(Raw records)

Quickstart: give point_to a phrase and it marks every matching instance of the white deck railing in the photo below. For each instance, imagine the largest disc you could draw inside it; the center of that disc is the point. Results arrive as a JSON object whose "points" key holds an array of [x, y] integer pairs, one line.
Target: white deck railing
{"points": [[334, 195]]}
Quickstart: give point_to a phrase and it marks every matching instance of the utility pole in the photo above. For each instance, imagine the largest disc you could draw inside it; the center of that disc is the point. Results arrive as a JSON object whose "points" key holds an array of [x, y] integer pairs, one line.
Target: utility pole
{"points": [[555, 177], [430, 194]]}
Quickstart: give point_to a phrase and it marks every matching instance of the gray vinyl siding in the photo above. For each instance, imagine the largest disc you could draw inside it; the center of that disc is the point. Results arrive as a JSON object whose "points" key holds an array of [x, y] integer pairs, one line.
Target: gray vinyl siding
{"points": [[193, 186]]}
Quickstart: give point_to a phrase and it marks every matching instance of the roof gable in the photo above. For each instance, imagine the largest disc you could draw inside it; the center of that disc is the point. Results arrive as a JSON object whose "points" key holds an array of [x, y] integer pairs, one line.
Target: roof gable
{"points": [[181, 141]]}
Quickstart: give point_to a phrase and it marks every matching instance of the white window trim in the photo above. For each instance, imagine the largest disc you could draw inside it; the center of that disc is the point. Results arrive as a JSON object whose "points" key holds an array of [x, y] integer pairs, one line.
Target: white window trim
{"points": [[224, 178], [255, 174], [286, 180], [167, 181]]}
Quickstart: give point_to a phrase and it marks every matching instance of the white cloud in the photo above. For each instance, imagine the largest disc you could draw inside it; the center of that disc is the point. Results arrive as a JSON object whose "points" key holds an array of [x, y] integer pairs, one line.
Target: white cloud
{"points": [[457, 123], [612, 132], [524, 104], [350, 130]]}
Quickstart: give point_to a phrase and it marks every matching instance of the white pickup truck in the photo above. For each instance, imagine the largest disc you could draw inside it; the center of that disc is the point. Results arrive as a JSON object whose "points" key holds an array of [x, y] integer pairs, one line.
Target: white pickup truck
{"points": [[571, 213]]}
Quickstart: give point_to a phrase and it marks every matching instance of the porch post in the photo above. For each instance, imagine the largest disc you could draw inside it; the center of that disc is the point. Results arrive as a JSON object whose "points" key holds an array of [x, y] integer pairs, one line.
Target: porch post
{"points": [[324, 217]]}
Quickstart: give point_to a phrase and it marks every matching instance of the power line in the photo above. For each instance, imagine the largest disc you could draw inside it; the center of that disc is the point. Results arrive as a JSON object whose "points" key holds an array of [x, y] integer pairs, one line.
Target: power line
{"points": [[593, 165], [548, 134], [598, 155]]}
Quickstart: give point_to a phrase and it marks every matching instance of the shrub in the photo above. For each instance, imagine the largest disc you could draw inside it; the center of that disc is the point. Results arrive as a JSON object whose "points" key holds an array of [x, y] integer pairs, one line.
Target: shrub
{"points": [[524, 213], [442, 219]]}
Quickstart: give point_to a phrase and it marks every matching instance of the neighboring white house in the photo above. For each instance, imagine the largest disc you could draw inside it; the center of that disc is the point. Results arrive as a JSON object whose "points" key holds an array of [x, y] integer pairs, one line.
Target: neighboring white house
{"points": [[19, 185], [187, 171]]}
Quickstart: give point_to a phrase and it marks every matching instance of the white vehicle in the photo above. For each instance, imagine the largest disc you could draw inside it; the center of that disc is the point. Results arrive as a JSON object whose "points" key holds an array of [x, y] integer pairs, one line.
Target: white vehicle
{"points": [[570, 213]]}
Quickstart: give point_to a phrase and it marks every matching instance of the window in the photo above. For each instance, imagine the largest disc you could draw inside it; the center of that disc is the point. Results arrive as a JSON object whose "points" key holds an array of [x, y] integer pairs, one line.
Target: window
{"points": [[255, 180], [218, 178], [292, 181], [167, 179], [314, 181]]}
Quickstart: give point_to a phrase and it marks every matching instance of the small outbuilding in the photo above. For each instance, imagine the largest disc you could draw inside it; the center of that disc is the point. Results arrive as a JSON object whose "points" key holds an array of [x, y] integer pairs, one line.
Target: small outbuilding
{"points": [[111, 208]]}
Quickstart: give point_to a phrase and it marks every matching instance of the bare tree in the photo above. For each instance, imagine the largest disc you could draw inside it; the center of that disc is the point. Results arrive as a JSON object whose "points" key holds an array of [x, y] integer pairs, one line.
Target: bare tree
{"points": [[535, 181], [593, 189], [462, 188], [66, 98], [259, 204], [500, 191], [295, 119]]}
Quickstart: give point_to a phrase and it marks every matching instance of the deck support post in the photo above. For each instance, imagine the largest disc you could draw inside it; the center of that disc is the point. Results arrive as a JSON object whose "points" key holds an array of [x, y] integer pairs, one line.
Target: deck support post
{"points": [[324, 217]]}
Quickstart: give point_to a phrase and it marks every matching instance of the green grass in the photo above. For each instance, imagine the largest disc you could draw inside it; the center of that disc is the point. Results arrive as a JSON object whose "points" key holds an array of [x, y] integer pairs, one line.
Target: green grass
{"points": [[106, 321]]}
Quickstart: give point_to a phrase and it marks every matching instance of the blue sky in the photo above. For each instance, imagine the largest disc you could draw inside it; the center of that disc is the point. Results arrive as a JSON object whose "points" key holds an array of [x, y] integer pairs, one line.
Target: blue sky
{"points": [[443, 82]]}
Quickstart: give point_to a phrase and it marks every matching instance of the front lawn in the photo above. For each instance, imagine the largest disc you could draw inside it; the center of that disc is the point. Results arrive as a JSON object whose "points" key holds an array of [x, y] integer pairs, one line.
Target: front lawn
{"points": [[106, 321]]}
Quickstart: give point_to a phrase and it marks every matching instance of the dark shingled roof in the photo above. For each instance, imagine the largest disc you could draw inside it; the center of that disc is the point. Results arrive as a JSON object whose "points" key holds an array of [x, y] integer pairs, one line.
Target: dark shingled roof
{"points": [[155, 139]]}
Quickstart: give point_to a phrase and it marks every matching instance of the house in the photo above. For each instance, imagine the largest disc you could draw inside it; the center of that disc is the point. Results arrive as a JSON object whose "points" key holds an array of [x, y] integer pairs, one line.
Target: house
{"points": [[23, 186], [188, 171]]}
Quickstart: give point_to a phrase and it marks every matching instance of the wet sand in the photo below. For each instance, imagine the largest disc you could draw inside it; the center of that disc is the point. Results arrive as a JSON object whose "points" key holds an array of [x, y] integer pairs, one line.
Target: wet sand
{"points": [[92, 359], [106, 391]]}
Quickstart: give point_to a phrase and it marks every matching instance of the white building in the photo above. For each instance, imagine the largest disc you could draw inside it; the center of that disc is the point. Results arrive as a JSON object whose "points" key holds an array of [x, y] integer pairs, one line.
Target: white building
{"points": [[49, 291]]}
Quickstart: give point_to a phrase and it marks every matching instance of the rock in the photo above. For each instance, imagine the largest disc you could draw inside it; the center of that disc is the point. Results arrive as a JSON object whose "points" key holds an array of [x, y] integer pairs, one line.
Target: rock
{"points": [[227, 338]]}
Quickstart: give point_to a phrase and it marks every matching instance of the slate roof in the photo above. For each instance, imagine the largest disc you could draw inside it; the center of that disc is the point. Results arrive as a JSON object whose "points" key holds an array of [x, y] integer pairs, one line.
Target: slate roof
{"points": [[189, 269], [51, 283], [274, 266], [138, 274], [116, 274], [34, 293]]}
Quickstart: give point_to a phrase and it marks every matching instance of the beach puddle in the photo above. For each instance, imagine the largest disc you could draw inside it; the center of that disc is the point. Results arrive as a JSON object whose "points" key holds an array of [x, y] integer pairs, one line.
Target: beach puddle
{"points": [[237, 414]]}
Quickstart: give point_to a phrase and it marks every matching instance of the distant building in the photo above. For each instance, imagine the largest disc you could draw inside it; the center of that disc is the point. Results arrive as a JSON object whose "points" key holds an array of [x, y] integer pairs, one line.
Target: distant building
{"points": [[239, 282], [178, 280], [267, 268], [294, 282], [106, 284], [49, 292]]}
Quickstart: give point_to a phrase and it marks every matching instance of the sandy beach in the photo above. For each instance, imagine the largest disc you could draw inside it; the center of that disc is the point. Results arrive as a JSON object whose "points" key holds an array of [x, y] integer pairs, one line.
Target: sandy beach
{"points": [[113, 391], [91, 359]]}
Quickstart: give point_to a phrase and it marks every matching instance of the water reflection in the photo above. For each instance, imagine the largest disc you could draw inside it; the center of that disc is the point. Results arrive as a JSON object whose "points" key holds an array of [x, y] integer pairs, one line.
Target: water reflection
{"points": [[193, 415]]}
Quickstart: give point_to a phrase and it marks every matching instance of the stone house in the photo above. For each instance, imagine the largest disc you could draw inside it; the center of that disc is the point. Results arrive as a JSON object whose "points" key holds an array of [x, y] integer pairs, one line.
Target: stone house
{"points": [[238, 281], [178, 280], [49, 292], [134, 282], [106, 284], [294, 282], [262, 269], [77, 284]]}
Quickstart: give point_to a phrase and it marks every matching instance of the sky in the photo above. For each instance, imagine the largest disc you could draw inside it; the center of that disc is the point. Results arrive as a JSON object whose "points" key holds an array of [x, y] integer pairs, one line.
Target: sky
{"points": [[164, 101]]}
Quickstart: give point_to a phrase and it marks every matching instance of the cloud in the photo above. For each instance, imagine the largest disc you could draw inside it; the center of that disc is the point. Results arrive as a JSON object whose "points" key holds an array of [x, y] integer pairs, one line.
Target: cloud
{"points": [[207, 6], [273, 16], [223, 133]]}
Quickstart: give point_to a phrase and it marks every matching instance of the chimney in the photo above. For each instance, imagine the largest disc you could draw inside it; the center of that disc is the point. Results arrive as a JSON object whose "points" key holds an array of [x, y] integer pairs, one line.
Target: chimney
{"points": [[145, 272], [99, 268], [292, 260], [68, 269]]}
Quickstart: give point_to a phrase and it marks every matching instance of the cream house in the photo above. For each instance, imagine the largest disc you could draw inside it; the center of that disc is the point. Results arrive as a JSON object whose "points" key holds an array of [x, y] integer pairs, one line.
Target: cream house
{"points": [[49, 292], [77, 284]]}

Task description:
Quote everything in the material above from the line containing "of the sandy" down to the line containing "Target: sandy beach", with both of those lines included.

Solution for this exercise:
Quickstart: give point_to a phrase and it marks every matching instance of the sandy beach in the photo above. For each instance, imagine the largest disc you could draw inside it; the center of that disc is the point. Results arrive as a JSON object whose "points" key holds an array of [x, y] integer pairs, one line.
Target: sandy beach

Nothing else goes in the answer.